[EXERCISE GOAL] All of the material below is to be retyped exactly.

[RECORDS TO USE]
★ ★ ★
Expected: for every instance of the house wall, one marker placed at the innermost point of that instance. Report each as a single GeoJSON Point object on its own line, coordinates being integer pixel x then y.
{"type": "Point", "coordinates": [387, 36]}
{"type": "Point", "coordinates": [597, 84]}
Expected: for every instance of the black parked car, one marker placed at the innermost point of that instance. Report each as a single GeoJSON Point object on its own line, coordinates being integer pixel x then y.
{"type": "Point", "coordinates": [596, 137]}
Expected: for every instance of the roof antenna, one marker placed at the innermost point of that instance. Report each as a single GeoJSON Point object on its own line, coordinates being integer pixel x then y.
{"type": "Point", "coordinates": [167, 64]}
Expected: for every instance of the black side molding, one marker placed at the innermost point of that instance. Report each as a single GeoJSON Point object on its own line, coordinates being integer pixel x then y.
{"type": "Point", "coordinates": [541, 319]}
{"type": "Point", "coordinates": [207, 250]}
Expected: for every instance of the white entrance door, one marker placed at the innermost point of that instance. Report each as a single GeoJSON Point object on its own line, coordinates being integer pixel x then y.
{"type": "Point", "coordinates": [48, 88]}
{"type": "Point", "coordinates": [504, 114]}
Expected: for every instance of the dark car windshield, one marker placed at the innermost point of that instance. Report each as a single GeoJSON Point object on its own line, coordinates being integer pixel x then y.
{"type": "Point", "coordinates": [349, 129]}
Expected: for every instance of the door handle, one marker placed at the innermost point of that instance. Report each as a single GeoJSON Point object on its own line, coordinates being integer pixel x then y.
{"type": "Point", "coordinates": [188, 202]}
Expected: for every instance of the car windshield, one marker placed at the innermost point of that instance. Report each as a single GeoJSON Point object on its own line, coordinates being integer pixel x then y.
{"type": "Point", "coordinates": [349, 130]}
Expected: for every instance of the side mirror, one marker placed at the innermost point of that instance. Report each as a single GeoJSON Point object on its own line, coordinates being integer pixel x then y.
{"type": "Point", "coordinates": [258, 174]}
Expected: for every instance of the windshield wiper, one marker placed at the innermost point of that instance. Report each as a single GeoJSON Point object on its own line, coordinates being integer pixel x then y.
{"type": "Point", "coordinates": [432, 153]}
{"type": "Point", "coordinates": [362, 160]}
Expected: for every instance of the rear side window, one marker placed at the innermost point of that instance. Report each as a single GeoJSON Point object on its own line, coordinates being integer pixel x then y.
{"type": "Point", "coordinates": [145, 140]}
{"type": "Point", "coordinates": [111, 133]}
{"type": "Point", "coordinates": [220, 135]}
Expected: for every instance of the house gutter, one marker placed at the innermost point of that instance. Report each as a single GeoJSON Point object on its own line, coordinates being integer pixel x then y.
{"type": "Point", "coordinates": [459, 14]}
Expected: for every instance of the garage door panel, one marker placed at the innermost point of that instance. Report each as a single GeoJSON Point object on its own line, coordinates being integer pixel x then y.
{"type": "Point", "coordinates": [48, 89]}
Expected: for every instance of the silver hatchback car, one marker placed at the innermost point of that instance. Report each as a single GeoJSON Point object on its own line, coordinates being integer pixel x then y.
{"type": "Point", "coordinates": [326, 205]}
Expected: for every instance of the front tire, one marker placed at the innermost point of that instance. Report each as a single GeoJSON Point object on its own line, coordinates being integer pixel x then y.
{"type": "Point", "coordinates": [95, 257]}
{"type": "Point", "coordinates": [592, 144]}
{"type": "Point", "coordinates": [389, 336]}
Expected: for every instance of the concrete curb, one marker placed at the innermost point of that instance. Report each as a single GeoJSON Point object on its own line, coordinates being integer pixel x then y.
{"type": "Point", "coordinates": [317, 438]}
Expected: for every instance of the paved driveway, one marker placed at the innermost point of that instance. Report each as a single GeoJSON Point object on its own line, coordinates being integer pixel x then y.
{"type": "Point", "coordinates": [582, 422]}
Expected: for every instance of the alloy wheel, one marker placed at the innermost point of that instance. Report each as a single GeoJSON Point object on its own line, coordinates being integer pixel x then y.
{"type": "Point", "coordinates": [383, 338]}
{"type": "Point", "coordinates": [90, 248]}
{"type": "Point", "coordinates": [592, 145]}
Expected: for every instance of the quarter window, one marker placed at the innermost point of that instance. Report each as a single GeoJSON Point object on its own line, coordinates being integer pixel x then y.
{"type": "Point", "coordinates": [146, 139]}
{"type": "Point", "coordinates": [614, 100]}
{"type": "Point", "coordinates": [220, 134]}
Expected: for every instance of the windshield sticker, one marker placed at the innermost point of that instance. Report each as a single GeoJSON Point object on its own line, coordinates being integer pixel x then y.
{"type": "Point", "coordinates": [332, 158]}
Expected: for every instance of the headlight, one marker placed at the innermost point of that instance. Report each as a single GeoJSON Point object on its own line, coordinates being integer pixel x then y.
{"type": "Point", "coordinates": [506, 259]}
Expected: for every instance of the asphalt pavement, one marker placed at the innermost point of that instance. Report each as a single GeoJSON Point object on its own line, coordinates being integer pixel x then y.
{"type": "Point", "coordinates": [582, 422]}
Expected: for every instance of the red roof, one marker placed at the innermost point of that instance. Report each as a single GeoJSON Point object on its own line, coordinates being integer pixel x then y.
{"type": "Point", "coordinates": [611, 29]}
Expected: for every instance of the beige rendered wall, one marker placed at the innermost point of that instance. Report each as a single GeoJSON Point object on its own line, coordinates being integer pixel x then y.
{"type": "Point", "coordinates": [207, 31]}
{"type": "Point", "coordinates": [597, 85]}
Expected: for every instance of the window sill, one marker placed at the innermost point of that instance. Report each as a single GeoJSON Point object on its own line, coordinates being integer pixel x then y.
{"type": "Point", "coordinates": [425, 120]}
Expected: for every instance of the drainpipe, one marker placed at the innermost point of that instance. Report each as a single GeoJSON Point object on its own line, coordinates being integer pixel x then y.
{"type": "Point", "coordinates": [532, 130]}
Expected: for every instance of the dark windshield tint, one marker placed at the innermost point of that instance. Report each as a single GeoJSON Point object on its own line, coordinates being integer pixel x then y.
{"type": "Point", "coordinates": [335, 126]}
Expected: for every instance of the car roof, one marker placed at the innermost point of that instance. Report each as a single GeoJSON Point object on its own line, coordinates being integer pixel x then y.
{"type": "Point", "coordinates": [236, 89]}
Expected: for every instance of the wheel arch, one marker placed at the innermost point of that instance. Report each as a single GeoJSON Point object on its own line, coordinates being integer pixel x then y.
★ ★ ★
[ANSWER BELOW]
Expected: for every instance of the house wall, one marker placed at the innermost point of that instance. Report each as a single GeoJSON Point object on its own line, coordinates being integer pixel x then y.
{"type": "Point", "coordinates": [387, 36]}
{"type": "Point", "coordinates": [597, 84]}
Expected: for every instance of the black parked car, one marker placed at the innermost point of that instance. Report each as a single GeoJSON Point object on its own line, coordinates being integer pixel x then y.
{"type": "Point", "coordinates": [596, 137]}
Expected: for every instance of the roof antenna, one marker placed at the innermost point of that instance. Report each as a single GeoJSON Point object on its own line, coordinates being integer pixel x then y.
{"type": "Point", "coordinates": [167, 64]}
Expected: for every instance of the black side molding, one marker placed at the innermost point of that instance. Report each as a single GeoJSON Point object on its own line, coordinates being integer pixel x then y.
{"type": "Point", "coordinates": [541, 319]}
{"type": "Point", "coordinates": [207, 250]}
Expected: for every instance of the white entrance door, one marker placed at the innermost point of that instance. Report each as a single GeoJSON Point object on its own line, coordinates being integer pixel x then y.
{"type": "Point", "coordinates": [48, 88]}
{"type": "Point", "coordinates": [504, 114]}
Expected: for every instance of the dark car windshield, one marker placed at the innermost point of that instance. Report each as a single GeoJSON Point object on its own line, coordinates being integer pixel x then y.
{"type": "Point", "coordinates": [349, 129]}
Expected: for every instance of the door handle, one marker placed at the innermost point of that instance. Report each as a single GeoJSON Point object on its own line, coordinates being integer pixel x then y.
{"type": "Point", "coordinates": [188, 202]}
Expected: for every instance of the car windshield, one marker placed at the innermost point of that instance. Report each as a single GeoJSON Point object on its own line, coordinates being integer pixel x then y.
{"type": "Point", "coordinates": [349, 130]}
Expected: for every instance of the side mirror, one marker placed at the innermost point of that instance. Report each as a single GeoJSON Point object on its own line, coordinates being integer pixel x then y.
{"type": "Point", "coordinates": [258, 174]}
Expected: for every instance of the windshield wiper, one marker placed at the innermost point of that instance. Report each as a single GeoJSON Point object on its own line, coordinates being integer pixel x then y.
{"type": "Point", "coordinates": [432, 153]}
{"type": "Point", "coordinates": [362, 160]}
Expected: for every instance of the rear side window, one marker placed at the innermost point of that instance. Report each as a single GeoJSON Point object on its own line, coordinates being integer pixel x then y.
{"type": "Point", "coordinates": [145, 140]}
{"type": "Point", "coordinates": [111, 133]}
{"type": "Point", "coordinates": [220, 135]}
Expected: for every instance of the house gutter, one marker placed at the innermost point of that instance. Report each as a single GeoJSON Point object on its own line, coordinates being integer pixel x then y.
{"type": "Point", "coordinates": [459, 14]}
Expected: for every instance of the garage door panel, one marker placed at the innermost point of that instance. Report each as a single GeoJSON Point object on its own line, coordinates being integer pixel x then y.
{"type": "Point", "coordinates": [48, 89]}
Expected: for every instance of the silver hatchback car, one marker placed at the innermost point of that instance. Report each as a single GeoJSON Point object on its own line, coordinates being integer pixel x then y.
{"type": "Point", "coordinates": [326, 205]}
Expected: for every instance of the front tire, one marker placed at the innermost point of that instance. Report each as a single GeoJSON Point object on its own line, coordinates being integer pixel x then y.
{"type": "Point", "coordinates": [95, 257]}
{"type": "Point", "coordinates": [592, 144]}
{"type": "Point", "coordinates": [389, 336]}
Expected: for every instance of the concrete curb, one marker placed at the innermost point of that instance. Report each as a single GeoJSON Point object on its own line, coordinates being integer pixel x then y.
{"type": "Point", "coordinates": [317, 438]}
Expected: for every instance of the paved driveway, one marker placed at the innermost point of that instance. Report each as a single GeoJSON Point object on its own line, coordinates being integer pixel x then y.
{"type": "Point", "coordinates": [582, 422]}
Expected: for every instance of the alloy wheel, one marker placed at the innermost point of that instance. Report each as a single GeoJSON Point object on its own line, coordinates being integer pixel x then y.
{"type": "Point", "coordinates": [383, 338]}
{"type": "Point", "coordinates": [90, 248]}
{"type": "Point", "coordinates": [592, 145]}
Expected: for every instance of the quarter window, one marker placed at the innermost point of that instance. Report each as a single GeoJSON Point object on its own line, coordinates being integer pixel x then y.
{"type": "Point", "coordinates": [146, 139]}
{"type": "Point", "coordinates": [614, 100]}
{"type": "Point", "coordinates": [220, 134]}
Expected: for every instance of the windshield sticker, one marker placed at the innermost point of that instance. Report each as a single GeoJSON Point object on its own line, coordinates being integer pixel x then y.
{"type": "Point", "coordinates": [332, 158]}
Expected: for every instance of the headlight, one marker placed at the innermost point of that instance. Report each as a single GeoJSON Point object on its own line, coordinates being integer pixel x then y.
{"type": "Point", "coordinates": [506, 259]}
Expected: for every instance of the asphalt pavement, one marker placed at the innermost point of that instance. Report each as a single GeoJSON Point object on its own line, coordinates being integer pixel x then y.
{"type": "Point", "coordinates": [582, 422]}
Expected: for every instance of the red roof, one marker placed at the innermost point of that instance. Report each as a single GeoJSON Point object on its own line, coordinates being integer pixel x then y.
{"type": "Point", "coordinates": [611, 29]}
Expected: for every instance of the beige rendered wall, one marker placed at the innermost point of that instance. Report each as a single GeoJSON Point object on its own line, coordinates being integer pixel x then y.
{"type": "Point", "coordinates": [207, 31]}
{"type": "Point", "coordinates": [597, 85]}
Expected: for every instance of the window sill, one marker placed at the innermost point of that instance. Report each as a single GeoJSON Point object on its own line, coordinates being integer pixel x then y.
{"type": "Point", "coordinates": [425, 120]}
Expected: for every instance of the drainpipe, one marker placed at the innermost point of that instance. Report each as a single GeoJSON Point object on its own line, coordinates being integer pixel x then y.
{"type": "Point", "coordinates": [532, 130]}
Expected: for every instance of the dark windshield tint, one marker placed at the innermost point of that instance. Report each as a single GeoJSON Point object on its own line, coordinates being integer pixel x then y.
{"type": "Point", "coordinates": [335, 126]}
Expected: for every instance of the car roof, one marker placed at the innermost point of that instance. Report each as a single GeoJSON Point object on its own line, coordinates being integer pixel x then y.
{"type": "Point", "coordinates": [236, 89]}
Expected: for every instance of the wheel arch, one marker placed at the innermost point of that instance. Report each as a single GeoJSON Point object on its own line, coordinates being integer pixel x then y.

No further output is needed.